# WHAT IS NEEDED:
Reproduce the passage of the statement on the resin samples between "After the samples" and "had any samples.", inclusive.

# ARTICLE:
After the samples were requested in December, a search was made of the storage facilities and no samples were discovered. It was determined that, because the samples would have been produced over two years ago (in September and October 1998), Brotech would no longer have the samples.

Based upon this information I notified our previous attorney that we no longer had any samples.

Upon being notified by previous counsel that Defendants filed a Motion for Summary Judgment, Brotech conducted a more thorough and exacting search of its entire premises, in an attempt to determine whether, notwithstanding its two-year retention policy, any resin samples had been retained. During the search some resin samples were found mixed in with samples of contaminated caustic. I contacted our previous attorney and advised him of this discovery.

# EXTRACTED DATA:
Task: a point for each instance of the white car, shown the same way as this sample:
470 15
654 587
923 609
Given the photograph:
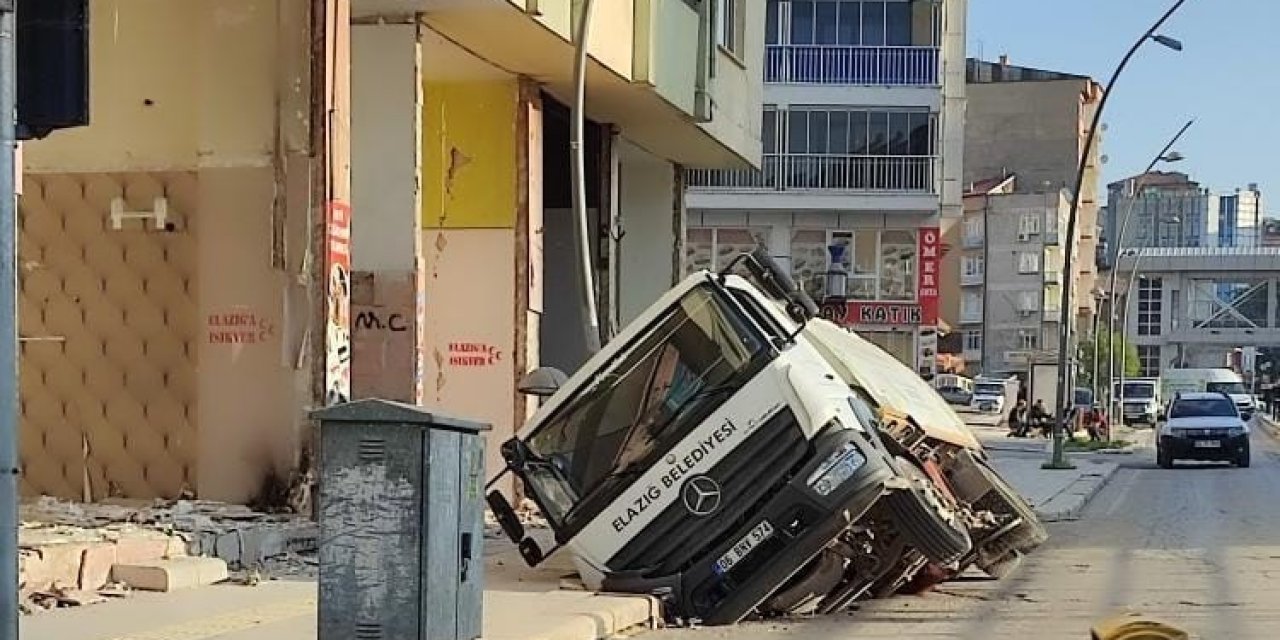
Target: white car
1203 425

# OUTPUT FOR THIS EXERCISE:
After the samples were requested in December, a search was made of the storage facilities and no samples were discovered. It was determined that, because the samples would have been produced over two years ago (in September and October 1998), Brotech would no longer have the samples.

Based upon this information I notified our previous attorney that we no longer had any samples.